* [WHAT IS BEING ASKED] Give back every record exactly as written.

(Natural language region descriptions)
************

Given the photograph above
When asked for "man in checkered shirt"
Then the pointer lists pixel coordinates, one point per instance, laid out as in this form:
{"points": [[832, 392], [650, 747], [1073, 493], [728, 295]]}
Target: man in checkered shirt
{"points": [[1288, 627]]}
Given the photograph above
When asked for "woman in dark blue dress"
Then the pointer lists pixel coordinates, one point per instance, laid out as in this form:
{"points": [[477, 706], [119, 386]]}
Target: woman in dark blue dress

************

* [ANSWER TO THIS TASK]
Given the photograph above
When asked for "man in checkered shirt"
Then the pointer lists pixel coordinates, one point per instance, laid out as in this form:
{"points": [[832, 392], [650, 747], [1073, 493], [728, 295]]}
Target: man in checkered shirt
{"points": [[1288, 627]]}
Given the photograph above
When asked for "woman in dark blue dress"
Then the pointer lists pixel coordinates, one point per instance, laid out as in this form:
{"points": [[477, 706], [119, 386]]}
Target: woman in dark blue dress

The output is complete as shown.